+++ Extrait fourni +++

Dans un article précédent, nous avons discuté des modes d’actions du Catai, un espace politique à Padoue en Italie, avec deux membres du collectif, sur le cas du combat pour la libération de la Palestine. Dans ce billet, nous vous proposons la suite de notre entretien, menant à des réflexions plus générales sur l’évolution des mouvements sociaux et leur capacité à accompagner le changement social.
Les étudiants en sociologie, Anna et Marco, nous proposent leur regard hybride sur le mouvement social auquel ils appartiennent : en tant qu’acteurs militants d’une part, mais aussi en tant qu’analystes auto-critiques. Transformer la société, l’améliorer, et à plus court terme faire pression sur les instances politiques, voici les objectifs de tout militant. Mais comment y parvenir ?
L’intersectionnalité des luttes
Pour Anna, la force du Catai est celle de l’interdépendance des luttes, et plus précisément l’intersectionnalité : “au final, les problèmes de la société ne sont pas dispersés, ils sont interconnectés, complexes, et souvent intersectionnels”. Le Catai parvient selon elle à définir un horizon large, à agir sur la société à différents niveaux, et enfin à apporter des solutions adaptées à la complexité des problèmes.
Un point de vue partagé par Marco, qui considère que les propositions sociétales du Catai sont à un stade embryonnaire : “la structure est prête, réfléchie sur la nécessaire intersectionnalité. Nous discutons constamment, débattons, faisons des erreurs et nous nous corrigeons, en restant à l’écoute des personnes les plus vulnérables et en réfléchissant aux causes de leurs besoins insatisfaits.”
L’espace Catai, fer de lance du changement social ?
Cependant, l’étudiant considère que l’espace Catai n’est pas une société à part entière, mais qu’il fait partie de la société. En ce sens, le collectif ne choisit pas quel est le moment précis du changement social. Mais il s’efforce d’être le plus prêt possible si la brèche du changement advient, il se tient prêt à intercepter ces mouvements de la société, ces mouvements de rupture qui parfois émergent historiquement : “nous cherchons alors à les faire grandir et à leur donner un rôle”.

+++

Consignes à suivre: Reprenez l'entretien sur l'espace politique Catai de Padoue après sa dernière phrase et poursuivez-le.

+++ Extrait source +++

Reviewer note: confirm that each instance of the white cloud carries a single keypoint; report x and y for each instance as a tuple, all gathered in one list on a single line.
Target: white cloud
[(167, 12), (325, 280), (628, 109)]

+++

Réponse produite:
En réalité, celles et ceux qui ont fondé le Catai voulaient d’abord éviter de commettre des erreurs du passé. Marco évoque alors ces groupes et mouvements politiques de gauche radicale des années 1980 et 1990, “trop campés sur leurs positions et parfois gangrénés”.
Le militant considère que certains collectifs s’occupaient très bien des aides sociales à l’échelle locale, mais manquaient de perspective nationale. D’autres, au contraire, cherchaient à faire la révolution par la mobilisation de masse, mais “ne s’informaient pas sur la réalité du terrain à l’échelle locale”, il évoque alors les partis marxistes-léninistes plus traditionnels.
Préfigurer les scénarios du changement
Comment agir avant que n’arrive le pire ? Voici la question qui a été posée aux jeunes militants. Etant donné que la population réagit plus intensément sous le coup de l’émotion (ici après l’intensification du génocide israélien à Gaza), comment pouvons-nous sensibiliser en amont ? La possibilité existe, puisque le génocide, les massacres, les déplacements de population forcées (la Nakba qui dure depuis 1948), le processus de colonisation, remontent à bien longtemps. Le Catai a d’ailleurs toujours soutenu la résistance palestinienne.
Pour Anna, la sensibilisation est possible à hauteur des moyens du Catai, par l’organisation d’événements et la diffusion culturelle : rencontres, événements musicaux, projections de films, le collectif organise même son propre festival l’été. L’étudiante ajoute sur le cas précis de la Palestine, que les militants ont essayé de porter la voix des premiers concernés : les Palestiniens ; mais aussi des personnes expertes sur le sujet.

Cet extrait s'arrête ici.